Each record that follows should be reproduced in full, character for character.

• **DATA FOR PROCESSING**
---

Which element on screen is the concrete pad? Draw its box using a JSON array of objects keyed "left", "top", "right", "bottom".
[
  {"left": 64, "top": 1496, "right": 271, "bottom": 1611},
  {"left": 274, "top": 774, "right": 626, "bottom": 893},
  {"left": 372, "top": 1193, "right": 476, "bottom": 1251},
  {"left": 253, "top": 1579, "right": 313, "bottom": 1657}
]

---

• **ANSWER SECTION**
Which element on screen is the concrete pad? Draw its box using a JSON array of objects keyed "left", "top", "right", "bottom".
[
  {"left": 64, "top": 1496, "right": 271, "bottom": 1611},
  {"left": 274, "top": 774, "right": 626, "bottom": 893},
  {"left": 372, "top": 1193, "right": 476, "bottom": 1251},
  {"left": 253, "top": 1579, "right": 313, "bottom": 1657}
]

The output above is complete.